====== Records provided

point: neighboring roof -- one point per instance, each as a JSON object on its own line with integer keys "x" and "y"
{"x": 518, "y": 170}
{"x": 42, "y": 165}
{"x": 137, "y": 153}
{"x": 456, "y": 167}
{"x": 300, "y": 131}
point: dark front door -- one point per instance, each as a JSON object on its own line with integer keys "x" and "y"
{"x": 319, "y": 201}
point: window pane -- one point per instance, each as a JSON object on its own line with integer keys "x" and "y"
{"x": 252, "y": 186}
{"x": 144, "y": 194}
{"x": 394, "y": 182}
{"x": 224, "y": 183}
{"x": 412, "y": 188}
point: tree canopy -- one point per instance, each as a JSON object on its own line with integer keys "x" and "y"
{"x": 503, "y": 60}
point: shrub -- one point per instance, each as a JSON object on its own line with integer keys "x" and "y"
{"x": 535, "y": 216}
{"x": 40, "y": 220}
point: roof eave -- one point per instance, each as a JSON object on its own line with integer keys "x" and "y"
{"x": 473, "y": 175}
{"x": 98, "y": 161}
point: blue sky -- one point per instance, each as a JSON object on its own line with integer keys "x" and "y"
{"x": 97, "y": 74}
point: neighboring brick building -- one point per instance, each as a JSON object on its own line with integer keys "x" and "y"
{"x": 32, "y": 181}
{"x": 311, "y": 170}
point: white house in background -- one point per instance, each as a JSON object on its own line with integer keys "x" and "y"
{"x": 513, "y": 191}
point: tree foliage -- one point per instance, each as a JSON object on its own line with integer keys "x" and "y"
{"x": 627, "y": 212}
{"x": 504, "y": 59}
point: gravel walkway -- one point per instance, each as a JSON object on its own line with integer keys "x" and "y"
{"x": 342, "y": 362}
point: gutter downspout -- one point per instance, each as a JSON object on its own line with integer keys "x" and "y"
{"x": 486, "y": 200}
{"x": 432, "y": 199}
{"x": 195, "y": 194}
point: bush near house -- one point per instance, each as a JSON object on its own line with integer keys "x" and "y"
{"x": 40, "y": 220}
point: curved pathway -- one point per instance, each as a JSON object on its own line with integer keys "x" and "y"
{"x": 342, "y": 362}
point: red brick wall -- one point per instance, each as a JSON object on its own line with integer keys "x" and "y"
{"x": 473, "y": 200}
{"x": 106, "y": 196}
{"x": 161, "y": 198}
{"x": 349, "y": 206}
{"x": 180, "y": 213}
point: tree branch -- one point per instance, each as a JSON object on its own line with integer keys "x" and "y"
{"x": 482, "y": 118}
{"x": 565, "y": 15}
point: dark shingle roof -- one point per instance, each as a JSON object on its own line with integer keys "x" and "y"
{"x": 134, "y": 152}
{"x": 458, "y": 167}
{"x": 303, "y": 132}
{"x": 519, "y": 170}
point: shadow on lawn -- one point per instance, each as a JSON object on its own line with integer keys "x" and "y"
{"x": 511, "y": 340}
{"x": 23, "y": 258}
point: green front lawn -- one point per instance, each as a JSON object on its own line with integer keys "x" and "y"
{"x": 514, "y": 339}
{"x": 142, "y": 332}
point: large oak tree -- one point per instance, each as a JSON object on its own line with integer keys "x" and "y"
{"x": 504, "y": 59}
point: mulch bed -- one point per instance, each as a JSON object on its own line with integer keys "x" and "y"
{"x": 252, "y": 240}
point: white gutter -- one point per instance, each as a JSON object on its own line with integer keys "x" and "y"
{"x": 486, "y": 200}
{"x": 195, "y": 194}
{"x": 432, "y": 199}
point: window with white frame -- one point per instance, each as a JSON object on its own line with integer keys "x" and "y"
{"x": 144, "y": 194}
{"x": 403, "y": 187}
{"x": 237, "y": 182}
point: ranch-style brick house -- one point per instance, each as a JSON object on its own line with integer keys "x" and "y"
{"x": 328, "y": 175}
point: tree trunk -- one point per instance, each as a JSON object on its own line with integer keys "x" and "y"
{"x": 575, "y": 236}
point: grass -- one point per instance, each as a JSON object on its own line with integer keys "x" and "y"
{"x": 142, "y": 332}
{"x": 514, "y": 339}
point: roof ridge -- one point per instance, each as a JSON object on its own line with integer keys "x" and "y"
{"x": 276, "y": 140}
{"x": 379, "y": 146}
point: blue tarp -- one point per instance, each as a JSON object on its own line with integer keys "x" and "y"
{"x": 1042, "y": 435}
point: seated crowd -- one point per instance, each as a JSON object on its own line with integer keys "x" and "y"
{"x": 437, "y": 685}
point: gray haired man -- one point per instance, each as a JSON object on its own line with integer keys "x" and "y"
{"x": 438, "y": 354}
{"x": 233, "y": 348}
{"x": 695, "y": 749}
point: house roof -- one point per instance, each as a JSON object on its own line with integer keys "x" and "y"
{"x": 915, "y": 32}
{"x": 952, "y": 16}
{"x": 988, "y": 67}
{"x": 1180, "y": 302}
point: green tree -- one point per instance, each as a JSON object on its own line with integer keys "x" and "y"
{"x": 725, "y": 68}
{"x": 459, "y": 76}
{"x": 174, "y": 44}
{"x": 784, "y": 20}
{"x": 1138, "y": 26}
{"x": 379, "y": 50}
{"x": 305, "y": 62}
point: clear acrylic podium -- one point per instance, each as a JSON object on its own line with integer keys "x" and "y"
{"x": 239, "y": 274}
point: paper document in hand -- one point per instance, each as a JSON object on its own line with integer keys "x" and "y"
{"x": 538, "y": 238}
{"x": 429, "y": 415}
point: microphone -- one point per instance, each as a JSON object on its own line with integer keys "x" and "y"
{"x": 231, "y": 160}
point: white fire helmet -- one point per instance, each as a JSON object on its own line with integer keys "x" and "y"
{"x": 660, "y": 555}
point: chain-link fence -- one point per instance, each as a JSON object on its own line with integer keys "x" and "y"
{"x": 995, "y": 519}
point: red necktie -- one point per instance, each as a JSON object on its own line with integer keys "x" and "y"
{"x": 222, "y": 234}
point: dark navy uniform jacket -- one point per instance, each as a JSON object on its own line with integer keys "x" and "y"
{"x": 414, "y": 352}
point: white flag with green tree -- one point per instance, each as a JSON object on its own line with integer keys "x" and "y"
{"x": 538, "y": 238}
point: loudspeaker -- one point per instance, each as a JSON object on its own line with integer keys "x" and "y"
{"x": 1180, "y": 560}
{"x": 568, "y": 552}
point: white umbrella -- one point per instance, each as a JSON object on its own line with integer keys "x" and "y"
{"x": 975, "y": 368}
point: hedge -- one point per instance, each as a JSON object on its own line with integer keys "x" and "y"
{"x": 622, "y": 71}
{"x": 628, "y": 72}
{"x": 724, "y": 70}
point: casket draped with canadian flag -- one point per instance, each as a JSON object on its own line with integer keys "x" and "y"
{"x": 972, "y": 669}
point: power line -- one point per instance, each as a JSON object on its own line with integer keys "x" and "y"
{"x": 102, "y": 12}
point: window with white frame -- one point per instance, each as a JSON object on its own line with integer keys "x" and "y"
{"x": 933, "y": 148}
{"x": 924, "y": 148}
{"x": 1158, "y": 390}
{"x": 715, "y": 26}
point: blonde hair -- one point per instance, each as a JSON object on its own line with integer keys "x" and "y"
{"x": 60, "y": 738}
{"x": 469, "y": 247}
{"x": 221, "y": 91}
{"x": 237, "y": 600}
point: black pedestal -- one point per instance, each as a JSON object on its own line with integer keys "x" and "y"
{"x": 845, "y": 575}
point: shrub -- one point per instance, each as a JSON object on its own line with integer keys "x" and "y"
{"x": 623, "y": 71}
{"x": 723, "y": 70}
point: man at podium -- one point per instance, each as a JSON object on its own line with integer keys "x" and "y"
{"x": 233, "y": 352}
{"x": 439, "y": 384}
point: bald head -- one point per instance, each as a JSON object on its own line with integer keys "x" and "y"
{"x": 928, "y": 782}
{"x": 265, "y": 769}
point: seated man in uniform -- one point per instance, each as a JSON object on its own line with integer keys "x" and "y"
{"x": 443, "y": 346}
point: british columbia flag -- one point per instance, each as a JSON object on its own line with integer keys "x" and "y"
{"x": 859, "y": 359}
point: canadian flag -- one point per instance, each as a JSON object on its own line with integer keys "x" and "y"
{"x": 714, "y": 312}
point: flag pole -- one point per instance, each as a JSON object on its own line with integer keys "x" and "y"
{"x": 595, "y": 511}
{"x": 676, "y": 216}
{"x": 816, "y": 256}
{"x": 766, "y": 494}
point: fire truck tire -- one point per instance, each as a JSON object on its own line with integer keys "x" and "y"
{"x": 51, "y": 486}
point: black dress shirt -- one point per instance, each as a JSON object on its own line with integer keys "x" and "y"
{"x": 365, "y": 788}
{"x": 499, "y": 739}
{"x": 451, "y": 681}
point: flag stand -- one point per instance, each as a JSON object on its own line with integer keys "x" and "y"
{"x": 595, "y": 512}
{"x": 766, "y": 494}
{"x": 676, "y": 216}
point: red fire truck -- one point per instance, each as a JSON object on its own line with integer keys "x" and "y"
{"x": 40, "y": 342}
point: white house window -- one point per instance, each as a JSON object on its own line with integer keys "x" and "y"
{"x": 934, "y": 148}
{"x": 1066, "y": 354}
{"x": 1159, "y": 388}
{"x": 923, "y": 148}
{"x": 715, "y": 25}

============

*Exercise description*. Copy exactly. The range runs from the line containing "point: red fire" through the last line of the data.

*Answer to this problem*.
point: red fire truck -- one point per instance, each as a JSON object on its own line with integer keys "x" and "y"
{"x": 40, "y": 342}
point: white house window -- one point per instance, each as a JSON object on its own line with integer keys "x" and "y"
{"x": 934, "y": 148}
{"x": 1066, "y": 354}
{"x": 1159, "y": 388}
{"x": 923, "y": 148}
{"x": 715, "y": 25}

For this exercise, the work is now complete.